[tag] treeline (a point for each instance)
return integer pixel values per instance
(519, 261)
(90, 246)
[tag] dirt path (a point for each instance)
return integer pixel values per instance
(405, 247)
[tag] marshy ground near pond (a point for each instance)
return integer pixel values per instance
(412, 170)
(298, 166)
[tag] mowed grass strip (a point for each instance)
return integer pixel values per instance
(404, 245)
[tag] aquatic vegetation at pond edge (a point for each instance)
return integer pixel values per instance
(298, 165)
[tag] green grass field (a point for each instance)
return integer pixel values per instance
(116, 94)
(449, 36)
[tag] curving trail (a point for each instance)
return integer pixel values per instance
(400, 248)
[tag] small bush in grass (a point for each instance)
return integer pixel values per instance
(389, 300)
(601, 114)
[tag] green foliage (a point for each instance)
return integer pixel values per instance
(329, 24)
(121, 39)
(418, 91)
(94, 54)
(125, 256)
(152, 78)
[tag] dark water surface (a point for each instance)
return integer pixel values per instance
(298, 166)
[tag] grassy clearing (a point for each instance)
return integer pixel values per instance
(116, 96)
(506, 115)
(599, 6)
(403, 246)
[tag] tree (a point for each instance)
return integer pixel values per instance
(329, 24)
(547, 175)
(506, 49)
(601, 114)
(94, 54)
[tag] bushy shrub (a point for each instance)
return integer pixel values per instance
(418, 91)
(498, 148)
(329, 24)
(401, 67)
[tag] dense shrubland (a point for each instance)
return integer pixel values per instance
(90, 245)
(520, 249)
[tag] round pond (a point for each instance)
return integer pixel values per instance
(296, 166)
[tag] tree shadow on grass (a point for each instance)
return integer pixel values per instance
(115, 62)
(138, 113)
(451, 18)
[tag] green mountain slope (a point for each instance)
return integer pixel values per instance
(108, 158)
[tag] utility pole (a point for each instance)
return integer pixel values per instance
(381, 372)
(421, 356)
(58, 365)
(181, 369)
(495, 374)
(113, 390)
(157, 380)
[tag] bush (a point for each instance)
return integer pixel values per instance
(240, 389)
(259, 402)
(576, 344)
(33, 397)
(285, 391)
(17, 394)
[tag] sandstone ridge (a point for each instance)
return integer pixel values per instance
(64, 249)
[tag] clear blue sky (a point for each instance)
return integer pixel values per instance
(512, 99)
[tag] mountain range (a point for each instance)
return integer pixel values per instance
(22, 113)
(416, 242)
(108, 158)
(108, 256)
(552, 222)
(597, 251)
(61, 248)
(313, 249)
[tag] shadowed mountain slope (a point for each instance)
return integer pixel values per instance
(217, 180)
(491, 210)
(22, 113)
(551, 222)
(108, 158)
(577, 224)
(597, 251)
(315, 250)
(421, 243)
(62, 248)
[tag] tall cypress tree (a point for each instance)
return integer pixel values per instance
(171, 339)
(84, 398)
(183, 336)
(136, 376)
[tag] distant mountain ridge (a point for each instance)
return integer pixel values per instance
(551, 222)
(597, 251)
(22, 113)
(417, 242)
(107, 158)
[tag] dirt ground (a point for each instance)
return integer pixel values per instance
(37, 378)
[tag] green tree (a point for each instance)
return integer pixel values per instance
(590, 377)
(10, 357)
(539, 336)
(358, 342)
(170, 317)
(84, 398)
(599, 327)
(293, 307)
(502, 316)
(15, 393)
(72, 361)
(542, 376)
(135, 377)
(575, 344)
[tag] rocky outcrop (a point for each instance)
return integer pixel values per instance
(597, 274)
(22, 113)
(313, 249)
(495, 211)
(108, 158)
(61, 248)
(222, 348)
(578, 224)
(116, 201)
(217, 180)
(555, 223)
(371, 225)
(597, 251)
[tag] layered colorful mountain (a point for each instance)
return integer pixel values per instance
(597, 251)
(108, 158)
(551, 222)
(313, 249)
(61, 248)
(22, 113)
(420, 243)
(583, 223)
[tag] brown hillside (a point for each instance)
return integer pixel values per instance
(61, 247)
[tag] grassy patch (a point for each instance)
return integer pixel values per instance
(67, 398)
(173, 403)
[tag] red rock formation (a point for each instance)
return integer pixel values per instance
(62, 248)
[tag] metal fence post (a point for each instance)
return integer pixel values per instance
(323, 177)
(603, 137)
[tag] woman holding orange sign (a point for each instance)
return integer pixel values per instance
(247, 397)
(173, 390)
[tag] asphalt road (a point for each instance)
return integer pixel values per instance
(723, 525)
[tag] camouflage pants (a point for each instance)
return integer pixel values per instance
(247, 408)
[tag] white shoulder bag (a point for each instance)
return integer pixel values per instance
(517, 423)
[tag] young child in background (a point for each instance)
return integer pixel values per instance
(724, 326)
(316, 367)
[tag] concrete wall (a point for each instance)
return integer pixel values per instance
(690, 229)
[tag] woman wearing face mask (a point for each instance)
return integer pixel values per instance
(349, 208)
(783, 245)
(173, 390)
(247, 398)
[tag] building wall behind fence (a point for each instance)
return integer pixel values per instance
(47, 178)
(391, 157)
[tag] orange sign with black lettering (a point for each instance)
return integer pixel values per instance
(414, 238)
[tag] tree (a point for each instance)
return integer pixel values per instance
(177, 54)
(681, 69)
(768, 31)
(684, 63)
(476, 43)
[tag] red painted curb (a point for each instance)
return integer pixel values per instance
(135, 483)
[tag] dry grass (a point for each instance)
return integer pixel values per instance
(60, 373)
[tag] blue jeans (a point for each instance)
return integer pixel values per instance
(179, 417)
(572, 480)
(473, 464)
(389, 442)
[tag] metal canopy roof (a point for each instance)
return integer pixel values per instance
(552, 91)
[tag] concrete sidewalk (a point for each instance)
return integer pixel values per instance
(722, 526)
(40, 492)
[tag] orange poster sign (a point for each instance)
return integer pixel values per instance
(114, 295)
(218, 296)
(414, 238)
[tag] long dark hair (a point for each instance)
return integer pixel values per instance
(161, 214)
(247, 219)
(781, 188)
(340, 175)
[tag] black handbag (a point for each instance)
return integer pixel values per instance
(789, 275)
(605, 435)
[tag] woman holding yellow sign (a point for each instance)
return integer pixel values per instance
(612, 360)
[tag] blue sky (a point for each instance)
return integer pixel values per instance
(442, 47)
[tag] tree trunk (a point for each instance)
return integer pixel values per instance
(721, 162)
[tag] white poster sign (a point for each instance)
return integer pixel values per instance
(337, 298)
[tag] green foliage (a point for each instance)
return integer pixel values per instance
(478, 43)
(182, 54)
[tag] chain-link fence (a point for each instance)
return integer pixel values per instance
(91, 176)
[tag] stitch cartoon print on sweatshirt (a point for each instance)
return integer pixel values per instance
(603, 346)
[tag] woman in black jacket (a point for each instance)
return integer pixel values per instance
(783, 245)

----

[PROBLEM TO SOLVE] For the word "black", go through the records and show each line that carries it.

[WORKED SOLUTION]
[tag] orange sign with black lettering (a point for each instance)
[tag] black handbag (a point for each instance)
[tag] woman in black jacket (a point for each instance)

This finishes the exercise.